*Problem to work on*
Output the records that follow, keeping every line exactly as it is.

*Material for this exercise*
[Start of section]

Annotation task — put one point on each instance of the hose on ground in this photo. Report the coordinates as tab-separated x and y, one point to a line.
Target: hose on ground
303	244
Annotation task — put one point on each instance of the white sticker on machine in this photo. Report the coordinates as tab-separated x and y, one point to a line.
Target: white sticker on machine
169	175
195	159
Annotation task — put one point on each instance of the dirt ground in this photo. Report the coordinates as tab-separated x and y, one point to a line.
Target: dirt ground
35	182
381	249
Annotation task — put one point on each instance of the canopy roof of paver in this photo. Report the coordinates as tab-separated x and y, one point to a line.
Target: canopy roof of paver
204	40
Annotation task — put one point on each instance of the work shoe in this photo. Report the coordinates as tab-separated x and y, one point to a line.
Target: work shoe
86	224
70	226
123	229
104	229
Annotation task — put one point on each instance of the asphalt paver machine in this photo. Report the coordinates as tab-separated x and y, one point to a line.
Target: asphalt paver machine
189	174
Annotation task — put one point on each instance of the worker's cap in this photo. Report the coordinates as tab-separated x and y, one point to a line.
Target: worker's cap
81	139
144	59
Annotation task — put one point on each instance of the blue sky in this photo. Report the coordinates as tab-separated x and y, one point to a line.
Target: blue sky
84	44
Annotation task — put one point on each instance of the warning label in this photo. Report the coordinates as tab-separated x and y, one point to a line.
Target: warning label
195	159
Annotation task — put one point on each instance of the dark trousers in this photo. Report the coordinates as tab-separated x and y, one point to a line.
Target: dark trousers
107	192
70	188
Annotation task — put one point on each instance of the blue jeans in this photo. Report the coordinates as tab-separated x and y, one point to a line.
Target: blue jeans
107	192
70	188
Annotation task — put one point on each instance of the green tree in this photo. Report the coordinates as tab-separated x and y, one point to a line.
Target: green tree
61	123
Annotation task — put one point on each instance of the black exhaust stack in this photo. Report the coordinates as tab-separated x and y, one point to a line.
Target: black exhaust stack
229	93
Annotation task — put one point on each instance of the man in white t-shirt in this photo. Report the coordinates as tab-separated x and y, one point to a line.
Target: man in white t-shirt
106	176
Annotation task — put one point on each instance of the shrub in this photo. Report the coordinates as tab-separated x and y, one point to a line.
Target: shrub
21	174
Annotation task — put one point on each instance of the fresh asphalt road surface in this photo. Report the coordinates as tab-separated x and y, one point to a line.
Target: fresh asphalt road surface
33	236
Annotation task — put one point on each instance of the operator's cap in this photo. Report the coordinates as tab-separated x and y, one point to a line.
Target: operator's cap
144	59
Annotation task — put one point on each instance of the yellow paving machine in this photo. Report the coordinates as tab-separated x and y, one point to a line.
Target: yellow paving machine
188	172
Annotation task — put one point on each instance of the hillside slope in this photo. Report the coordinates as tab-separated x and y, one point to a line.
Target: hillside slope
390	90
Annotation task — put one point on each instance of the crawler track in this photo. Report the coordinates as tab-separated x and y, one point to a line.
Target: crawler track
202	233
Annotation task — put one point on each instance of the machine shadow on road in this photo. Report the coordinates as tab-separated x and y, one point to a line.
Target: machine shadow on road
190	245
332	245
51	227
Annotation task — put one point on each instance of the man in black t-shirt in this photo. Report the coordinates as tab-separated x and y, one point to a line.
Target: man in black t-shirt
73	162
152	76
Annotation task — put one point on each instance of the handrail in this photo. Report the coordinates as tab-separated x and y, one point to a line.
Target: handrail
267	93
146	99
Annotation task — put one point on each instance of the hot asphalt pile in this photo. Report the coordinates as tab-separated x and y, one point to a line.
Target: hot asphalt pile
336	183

[End of section]

*Solution below*
Annotation task — put one point on each instance of the hose on ground in this photo. Report the coordinates as tab-separated x and y, one point to a line.
Target: hose on ground
303	244
Annotation task — put one point on each instance of the white sticker on machine in this photo. Report the coordinates as tab-separated x and y, one point to a line.
Target: white sticker on machine
169	175
195	159
Annotation task — put one point on each instance of the dirt ground in this photo. Report the coordinates as tab-separated x and y, one point to a line.
Target: dirt ground
35	182
381	249
Annotation task — put one point on each instance of the canopy roof of paver in this photo. Report the coordinates as tab-separated x and y, one point to a line.
Target: canopy roof of paver
204	40
Annotation task — put one point on each instance of the work shoe in this photo. Report the coordinates as tab-separated x and y, one point to a line.
Target: work shoe
86	224
70	226
123	229
104	229
Annotation task — put one point on each instance of the asphalt paver machine in this photo. Report the coordinates as tab-separated x and y, one point to a line.
Target: asphalt paver machine
189	174
Annotation task — put one point on each instance of the worker's cap in this photo. Report the coordinates as tab-separated x and y, one point to a line.
Target: worker's cap
81	139
144	59
Annotation task — put one point on each instance of the blue sky in this photo. Report the coordinates as tab-separated x and y, one point to a line.
Target: blue sky
84	44
Annotation task — put one point on each instance of the warning label in this photo. Report the coordinates as tab-separated x and y, one point to a line.
Target: warning label
195	159
Annotation task — put one point on each instance of the dark trousers in this photo. Report the coordinates as tab-separated x and y, one point to a line.
Target: dark trousers
107	192
70	188
Annotation task — put one point on each instance of the blue jeans in this photo. Report the coordinates as tab-separated x and y, one point to a line.
Target: blue jeans
107	192
70	188
Annotation task — put one point on each instance of the green tree in this photo. Report the coordinates as tab-separated x and y, one point to a line.
Target: green tree
61	123
Annotation task — put one point on each instance of the black exhaust stack in this photo. Report the coordinates as tab-separated x and y, one point to a line.
Target: black exhaust stack
229	93
Annotation task — put one point on each instance of the man in white t-shirt in this photo. Report the coordinates as tab-separated x and y, one point to a line.
Target: man in white t-shirt
106	176
Annotation task — put one point on each instance of the shrub in this photo. Report the coordinates as tab-separated x and y, one point to a line.
Target: shrub
21	174
Annotation task — put one point on each instance of the fresh asphalt road surface in this photo. Report the coordinates as tab-separated x and y, one point to a line.
Target: fresh asphalt road surface
33	236
Annotation task — put one point on each instance of the operator's cap in this photo. Report the coordinates as tab-separated x and y, one point to a line.
Target: operator's cap
144	59
Annotation task — put one point on each instance of the yellow paving machine in this photo. Report the coordinates as tab-separated x and y, one point to a line.
Target: yellow paving machine
188	172
Annotation task — put one point on each instance of the hillside slope in this photo. Report the coordinates as tab-separated x and y, one point to a line.
Target: hillside slope
390	90
Annotation task — put one point on each instance of the crawler track in this photo. Report the coordinates as tab-separated x and y, one point to a line.
Target: crawler track
202	233
Annotation task — put one point on each instance of the machine shadow on road in this photo. Report the coordinates as tab-separated x and y, one point to a line.
Target: machine shadow on road
190	245
332	245
51	227
Annotation task — put one point on each instance of the man in black t-shirt in this photo. Report the coordinates as tab-separated x and y, one point to a line.
Target: man in black t-shirt
73	162
152	76
Annotation task — put one point on each instance of the handrail in this photo. Report the coordinates as tab-separated x and y, one point to a line.
Target: handrail
267	93
146	99
Annotation task — put one point on each instance of the hot asphalt pile in this photo. Report the coordinates as tab-separated x and y, one point to a line.
Target: hot asphalt pile
336	183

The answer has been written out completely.